# What is needed
Repeat the records word for word.

Point localization data:

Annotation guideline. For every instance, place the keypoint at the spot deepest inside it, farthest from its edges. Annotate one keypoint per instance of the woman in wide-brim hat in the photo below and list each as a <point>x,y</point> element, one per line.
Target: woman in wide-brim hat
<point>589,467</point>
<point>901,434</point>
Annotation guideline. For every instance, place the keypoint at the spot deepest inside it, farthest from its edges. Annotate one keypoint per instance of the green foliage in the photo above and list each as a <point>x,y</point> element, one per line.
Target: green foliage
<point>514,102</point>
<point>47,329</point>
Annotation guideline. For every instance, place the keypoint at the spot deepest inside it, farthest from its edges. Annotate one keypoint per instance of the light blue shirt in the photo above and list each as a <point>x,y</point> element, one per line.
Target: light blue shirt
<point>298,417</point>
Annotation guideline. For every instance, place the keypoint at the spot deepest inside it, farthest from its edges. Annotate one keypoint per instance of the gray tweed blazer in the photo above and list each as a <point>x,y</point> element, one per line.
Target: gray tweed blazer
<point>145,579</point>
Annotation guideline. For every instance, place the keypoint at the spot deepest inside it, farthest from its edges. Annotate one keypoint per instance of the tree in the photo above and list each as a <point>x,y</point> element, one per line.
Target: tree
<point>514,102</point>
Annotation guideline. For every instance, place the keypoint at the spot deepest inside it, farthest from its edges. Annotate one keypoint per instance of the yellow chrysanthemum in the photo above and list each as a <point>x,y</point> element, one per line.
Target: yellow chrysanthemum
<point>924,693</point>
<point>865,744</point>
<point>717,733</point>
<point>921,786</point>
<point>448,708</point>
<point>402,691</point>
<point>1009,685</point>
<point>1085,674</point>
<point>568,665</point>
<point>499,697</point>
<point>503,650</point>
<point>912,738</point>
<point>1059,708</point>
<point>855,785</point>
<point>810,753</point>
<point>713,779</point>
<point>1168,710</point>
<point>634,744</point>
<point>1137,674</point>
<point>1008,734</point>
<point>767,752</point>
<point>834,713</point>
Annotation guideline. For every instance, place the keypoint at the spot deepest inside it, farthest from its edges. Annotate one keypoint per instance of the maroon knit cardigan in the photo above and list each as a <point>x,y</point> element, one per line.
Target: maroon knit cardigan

# Response to the exercise
Annotation guideline. For every instance, place the keypoint at the spot deepest inside it, farthest from its edges. Annotate one keypoint per instance of the woman in wide-brim hat in the photo below and list each as a <point>x,y</point> element, one per line.
Target: woman in wide-brim hat
<point>589,467</point>
<point>901,434</point>
Annotation guideline. For every instance, place the keypoint at the spot deepest inside it, farthest from its edges. Annotate one keypoint per instance of the green foliage in the photo above and list each as a <point>x,y</point> element, one per line.
Target: green foliage
<point>514,102</point>
<point>47,329</point>
Annotation guideline. For every instance, place the keypoint at the spot deepest inside it, farthest from its edges. Annotate one keypoint per instance of the light blue shirt in the photo above and list each as a <point>x,y</point> element, one per line.
Target: light blue shirt
<point>298,417</point>
Annotation guideline. For every instance, place the keypoint at the spot deepest inside it, farthest from its edges. Annotate one keypoint per instance of the gray tweed blazer in the photo above and list each as a <point>x,y</point> element, one per line.
Target: gray tweed blazer
<point>145,579</point>
Annotation guideline. For every instance, place the keypoint at the spot deepest inside it, farthest from its edges. Annotate one keypoint per instance of the tree in the photo above and list each as a <point>x,y</point> element, one per line.
Target: tree
<point>514,102</point>
Annotation guideline. For every instance, place the keypoint at the spot deepest inside it, farthest from its edges. Annotate one keypoint per instance of the yellow chrysanthemum in the photo above and list each as a <point>x,y</point> element, one per line.
Target: yellow chrysanthemum
<point>924,693</point>
<point>865,744</point>
<point>717,733</point>
<point>921,786</point>
<point>448,708</point>
<point>402,691</point>
<point>1009,685</point>
<point>1085,674</point>
<point>568,665</point>
<point>499,697</point>
<point>503,650</point>
<point>912,738</point>
<point>1059,708</point>
<point>855,785</point>
<point>810,753</point>
<point>713,779</point>
<point>1168,710</point>
<point>634,744</point>
<point>1137,674</point>
<point>1008,734</point>
<point>767,752</point>
<point>834,713</point>
Annotation guideline. For every instance, place the keypoint at the spot deepest inside it, farthest from its edges. Annotate one keypoint per instance of the maroon knit cardigan in the photo above and list each as a <point>x,y</point> element, one per line.
Target: maroon knit cardigan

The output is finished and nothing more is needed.